▶ [WHAT NEEDS TO BE DONE] Write out the stretch from the start of the data through the line containing "[229,207,327,260]", replacing "tight" with "precise" and keeping everything else unchanged.

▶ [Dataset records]
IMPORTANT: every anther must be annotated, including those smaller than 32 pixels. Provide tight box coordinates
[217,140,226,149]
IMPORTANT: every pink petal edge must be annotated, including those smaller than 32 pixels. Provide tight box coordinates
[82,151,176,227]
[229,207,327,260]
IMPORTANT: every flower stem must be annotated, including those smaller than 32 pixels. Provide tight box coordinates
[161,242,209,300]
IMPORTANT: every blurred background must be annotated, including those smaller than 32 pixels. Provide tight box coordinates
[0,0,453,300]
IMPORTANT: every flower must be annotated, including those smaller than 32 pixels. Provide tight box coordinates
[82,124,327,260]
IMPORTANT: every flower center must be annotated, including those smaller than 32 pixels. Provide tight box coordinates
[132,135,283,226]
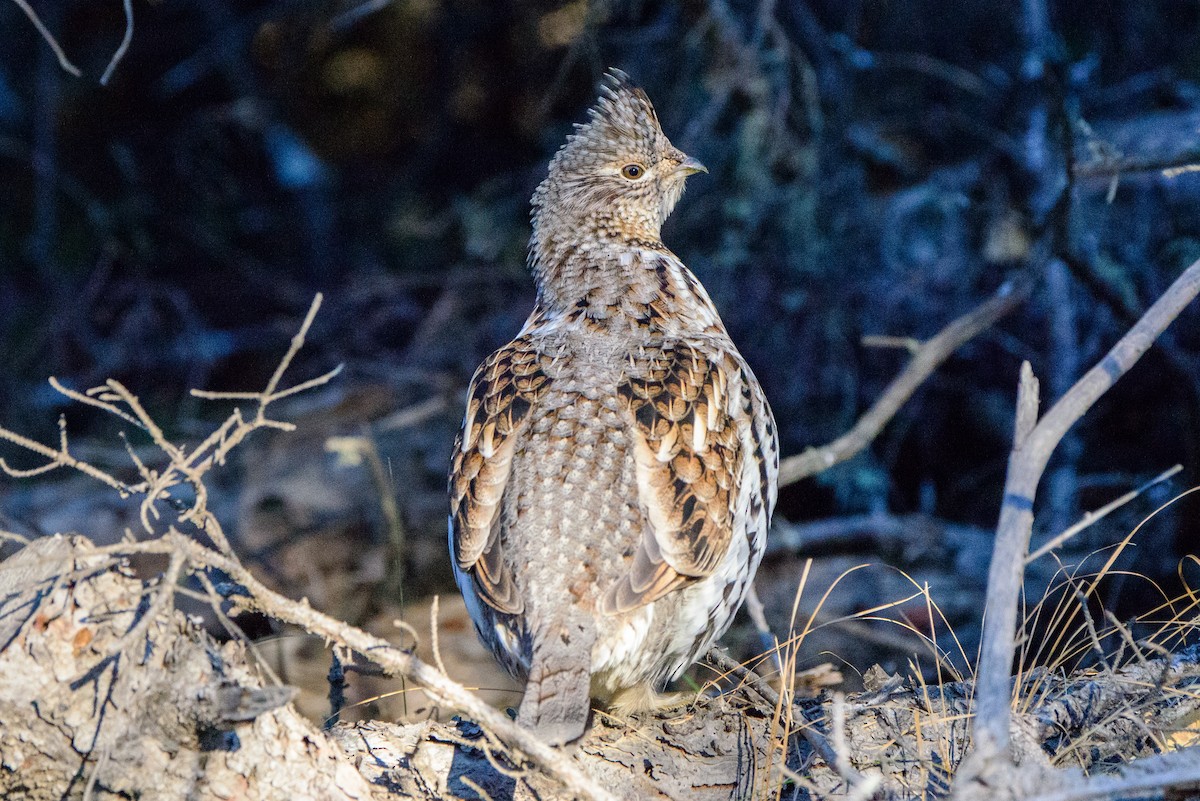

▶ [RESPONSE TO THIS TASK]
IMPORTANT: every anther must be annotated, including those smaller than 32 pixels. Provide precise box coordinates
[217,140,226,149]
IMPORTANT: every pink petal edge must be annotated, including those smaller than 32 pixels. Provide precise box coordinates
[82,151,176,227]
[229,207,327,260]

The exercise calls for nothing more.